*Given instruction a:*
Please condense the paragraph in the article on the Tornillo weekend below that begins "From February 14-17" into a short list that keeps its main facts.

◇ ◇ ◇ ◇

The Red Nation & Tornillo: The Occupation Coalition, A Weekend of Revolutionary Love – Part 1

Photo by Survival Media Agency

by Hope Alvarado

This is the first part of a two-part series. Read part two here.

From February 14-17, the Red Nation sent a second delegation to Tornillo, Texas to participate in a series of demonstrations called A Weekend of Resistance for Migrant Justice organized by the Tornillo: The Occupation Coalition. This was part of a national call to action for a “weekend of revolutionary love” coupled with opportunities for people everywhere to mobilize and disrupt migrant detention and deportation centers. Our coalition was made up of local organizers from the El Paso-Tornillo areas, as well as out-of-state organizers based in Tiwa Territory (Albuquerque, NM), Tewa and Cochiti Territory (Santa Fe, NM), O’odham, Tohono O’odham , and Hohokam Territories (Tucson, AZ), Ohlone and Chochenyo (Oakland, CA), and Osage and Miami Territories (St. Louis, MO). Our first stop was to the Tornillo Toll Plaza and Port of Entry, in Raramuri Territory (Tornillo, TX) where organizers from different communities came together to create art with messages for the upcoming weekend demonstrations.

◇ ◇ ◇ ◇

*Given instruction b:*
Report how many lines of the records contain the string "rock", with case counting, and give only the number.

◇ ◇ ◇ ◇

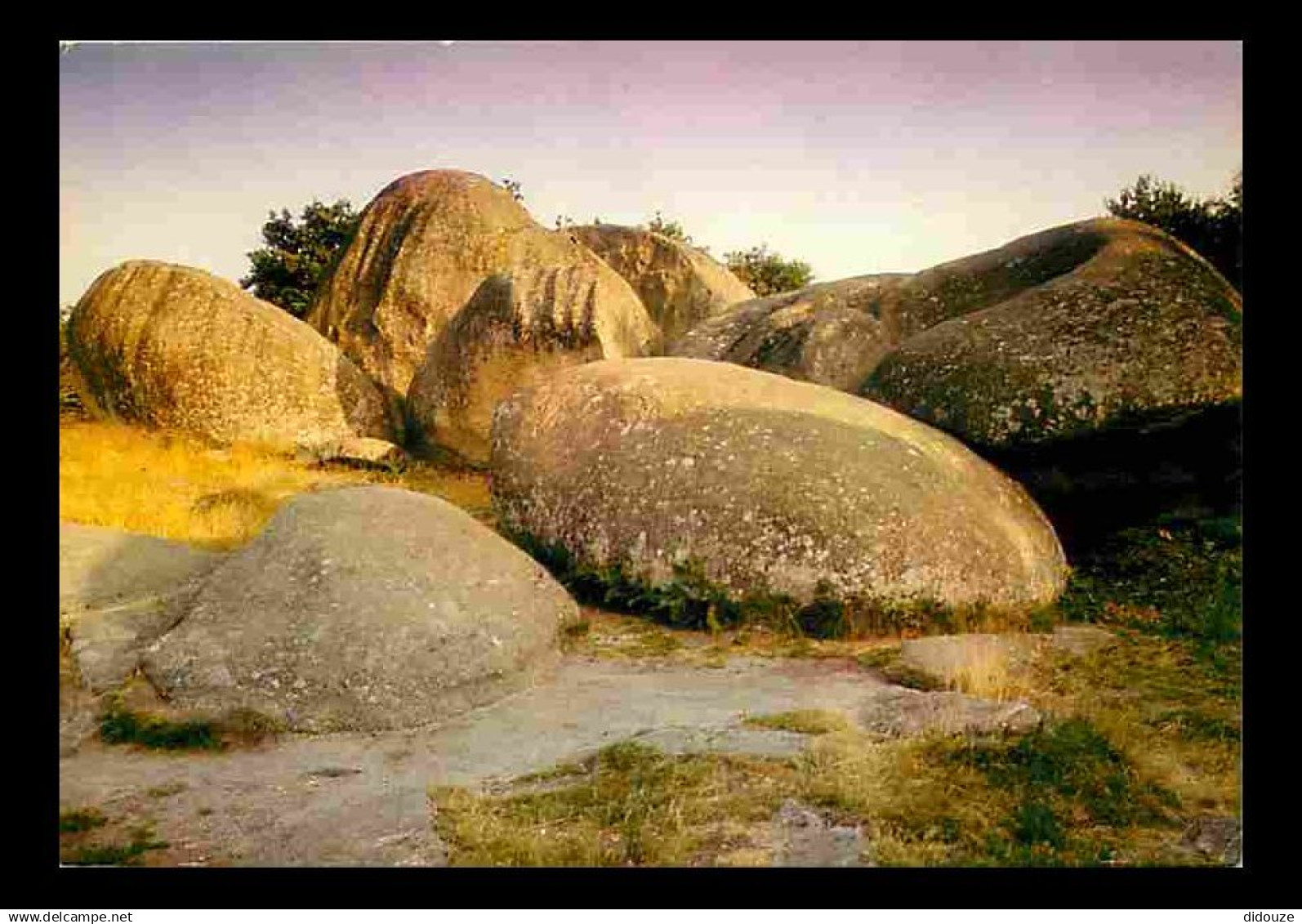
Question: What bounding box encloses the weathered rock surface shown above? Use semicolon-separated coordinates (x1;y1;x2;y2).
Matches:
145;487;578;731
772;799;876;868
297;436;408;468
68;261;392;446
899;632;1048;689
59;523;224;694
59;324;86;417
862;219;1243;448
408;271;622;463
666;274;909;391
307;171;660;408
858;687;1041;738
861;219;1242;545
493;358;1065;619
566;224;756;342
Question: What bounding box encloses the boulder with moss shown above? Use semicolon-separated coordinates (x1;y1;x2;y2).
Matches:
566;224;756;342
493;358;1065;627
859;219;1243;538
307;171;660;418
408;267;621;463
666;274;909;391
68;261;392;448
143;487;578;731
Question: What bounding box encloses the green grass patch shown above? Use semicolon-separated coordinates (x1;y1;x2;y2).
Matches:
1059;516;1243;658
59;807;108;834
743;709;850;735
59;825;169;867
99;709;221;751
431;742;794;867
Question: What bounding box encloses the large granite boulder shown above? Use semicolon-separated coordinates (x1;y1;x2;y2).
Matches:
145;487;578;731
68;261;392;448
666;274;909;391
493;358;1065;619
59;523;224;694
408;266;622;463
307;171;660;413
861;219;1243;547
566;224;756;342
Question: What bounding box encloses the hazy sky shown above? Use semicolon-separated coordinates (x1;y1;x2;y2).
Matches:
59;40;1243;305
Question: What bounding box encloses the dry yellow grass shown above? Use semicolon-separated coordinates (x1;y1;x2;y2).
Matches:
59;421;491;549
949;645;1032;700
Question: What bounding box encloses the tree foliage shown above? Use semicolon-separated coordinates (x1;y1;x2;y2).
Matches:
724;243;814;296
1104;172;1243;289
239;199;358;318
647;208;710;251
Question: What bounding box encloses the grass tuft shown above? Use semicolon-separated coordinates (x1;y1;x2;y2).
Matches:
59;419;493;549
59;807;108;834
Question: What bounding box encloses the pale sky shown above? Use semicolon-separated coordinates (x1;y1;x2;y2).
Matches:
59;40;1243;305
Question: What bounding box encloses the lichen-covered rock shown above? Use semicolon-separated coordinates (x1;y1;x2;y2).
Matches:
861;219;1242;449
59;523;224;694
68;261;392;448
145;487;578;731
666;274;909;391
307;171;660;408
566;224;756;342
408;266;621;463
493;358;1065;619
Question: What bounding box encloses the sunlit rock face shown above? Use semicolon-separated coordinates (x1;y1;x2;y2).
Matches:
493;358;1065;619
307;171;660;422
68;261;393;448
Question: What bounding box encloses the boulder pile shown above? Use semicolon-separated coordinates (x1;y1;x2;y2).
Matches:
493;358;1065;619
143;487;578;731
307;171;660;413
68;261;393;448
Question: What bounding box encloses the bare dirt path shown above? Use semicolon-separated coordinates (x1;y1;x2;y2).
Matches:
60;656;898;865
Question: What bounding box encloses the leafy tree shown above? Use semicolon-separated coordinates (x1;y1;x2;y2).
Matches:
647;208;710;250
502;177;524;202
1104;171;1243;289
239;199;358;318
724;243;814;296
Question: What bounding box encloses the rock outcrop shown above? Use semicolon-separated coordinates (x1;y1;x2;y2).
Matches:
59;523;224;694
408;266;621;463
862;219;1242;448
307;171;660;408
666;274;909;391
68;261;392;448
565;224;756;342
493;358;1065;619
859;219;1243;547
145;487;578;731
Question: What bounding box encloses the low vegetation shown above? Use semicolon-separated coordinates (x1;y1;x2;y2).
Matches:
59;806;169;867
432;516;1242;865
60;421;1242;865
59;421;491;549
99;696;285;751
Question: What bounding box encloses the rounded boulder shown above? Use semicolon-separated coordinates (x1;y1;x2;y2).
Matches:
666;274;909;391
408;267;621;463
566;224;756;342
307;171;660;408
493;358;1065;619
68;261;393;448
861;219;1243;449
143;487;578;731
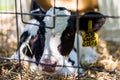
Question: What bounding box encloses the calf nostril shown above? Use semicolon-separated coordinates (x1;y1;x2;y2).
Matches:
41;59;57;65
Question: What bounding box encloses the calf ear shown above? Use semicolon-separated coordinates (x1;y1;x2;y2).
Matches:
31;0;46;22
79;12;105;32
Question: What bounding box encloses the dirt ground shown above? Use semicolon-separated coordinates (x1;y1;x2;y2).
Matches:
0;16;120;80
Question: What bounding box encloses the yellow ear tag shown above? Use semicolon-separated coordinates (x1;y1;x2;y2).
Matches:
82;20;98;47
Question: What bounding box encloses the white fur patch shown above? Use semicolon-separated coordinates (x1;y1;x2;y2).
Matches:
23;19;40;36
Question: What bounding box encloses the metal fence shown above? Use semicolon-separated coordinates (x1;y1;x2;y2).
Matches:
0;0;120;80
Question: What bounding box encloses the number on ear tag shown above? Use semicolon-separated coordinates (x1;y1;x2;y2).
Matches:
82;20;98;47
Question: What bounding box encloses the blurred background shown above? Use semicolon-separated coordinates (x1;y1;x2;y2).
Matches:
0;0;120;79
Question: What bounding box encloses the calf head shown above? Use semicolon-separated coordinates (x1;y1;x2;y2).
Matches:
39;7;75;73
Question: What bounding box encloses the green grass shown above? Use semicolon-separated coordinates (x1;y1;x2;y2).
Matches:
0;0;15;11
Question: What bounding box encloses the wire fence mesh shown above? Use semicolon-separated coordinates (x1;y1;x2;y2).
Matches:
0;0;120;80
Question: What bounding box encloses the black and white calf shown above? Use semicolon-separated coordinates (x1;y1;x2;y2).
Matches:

◇ ◇ ◇ ◇

*Task solution a:*
- February 14–17: the Red Nation sent a second delegation to Tornillo, Texas, for A Weekend of Resistance for Migrant Justice, organized by the Tornillo: The Occupation Coalition.
- The event answered a national call to action for a "weekend of revolutionary love." It also offered people everywhere ways to mobilize and disrupt migrant detention and deportation centers.
- The coalition joined local organizers from the El Paso-Tornillo areas with organizers from:
  - Tiwa Territory (Albuquerque, NM)
  - Tewa and Cochiti Territory (Santa Fe, NM)
  - O'odham, Tohono O'odham, and Hohokam Territories (Tucson, AZ)
  - Ohlone and Chochenyo (Oakland, CA)
  - Osage and Miami Territories (St. Louis, MO)
- First stop: the Tornillo Toll Plaza and Port of Entry in Raramuri Territory (Tornillo, TX). There, organizers made art with messages for the weekend's demonstrations.

*Task solution b:*
4